[start RAW RECORDS]
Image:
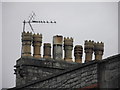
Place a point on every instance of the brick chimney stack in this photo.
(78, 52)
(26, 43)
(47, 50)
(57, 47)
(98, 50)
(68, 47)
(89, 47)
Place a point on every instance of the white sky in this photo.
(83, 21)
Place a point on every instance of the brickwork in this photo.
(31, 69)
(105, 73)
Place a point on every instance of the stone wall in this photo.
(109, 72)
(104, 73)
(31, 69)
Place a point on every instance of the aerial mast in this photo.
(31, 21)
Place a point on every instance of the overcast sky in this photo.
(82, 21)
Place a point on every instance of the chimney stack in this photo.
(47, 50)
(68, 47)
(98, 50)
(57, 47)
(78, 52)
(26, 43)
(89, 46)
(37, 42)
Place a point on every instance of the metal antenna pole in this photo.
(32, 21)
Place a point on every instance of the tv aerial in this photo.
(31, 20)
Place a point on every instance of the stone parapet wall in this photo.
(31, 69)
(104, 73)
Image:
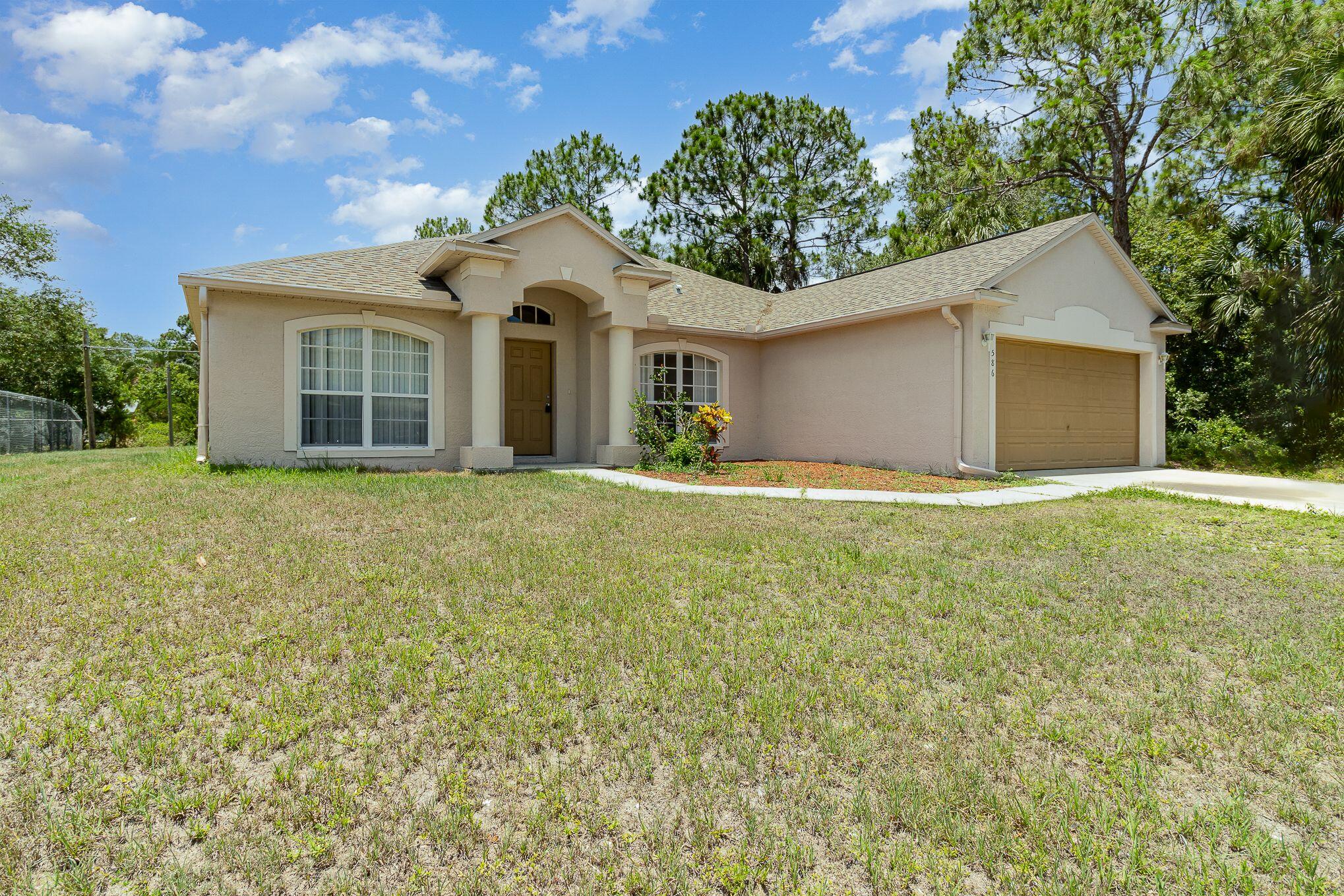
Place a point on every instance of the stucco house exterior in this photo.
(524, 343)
[end RAW RECORDS]
__YOUR GOAL__
Starting with the line containing "Place a point on every instance of the white" and going on through the end of the rows, write those lines again, swapping "photo" for "picture" and changing nothing else. Leave the pictures out.

__OUTPUT OF THE EXERCISE__
Place a point on every instance of the white sky in this picture.
(83, 21)
Place a point on every instance of the brickwork in this picture.
(31, 69)
(105, 73)
Place a point on every instance of the stone wall in this picture.
(109, 72)
(104, 73)
(31, 69)
Place a point on every instance of the aerial mast in this picture.
(31, 21)
Place a point on every instance of the overcast sky in this picture.
(82, 21)
Place a point on every instance of the chimney stack in this picture.
(47, 50)
(68, 47)
(98, 50)
(57, 47)
(78, 52)
(26, 43)
(89, 46)
(37, 42)
Place a point on every instance of the metal antenna pole in this picture.
(32, 21)
Place a point on every instance of the tv aerial in this picture.
(31, 20)
Place a point on every instance of the stone parapet wall in this picture.
(31, 69)
(104, 73)
Image:
Place a point on every instance of the stucco house exterior in this picture.
(524, 343)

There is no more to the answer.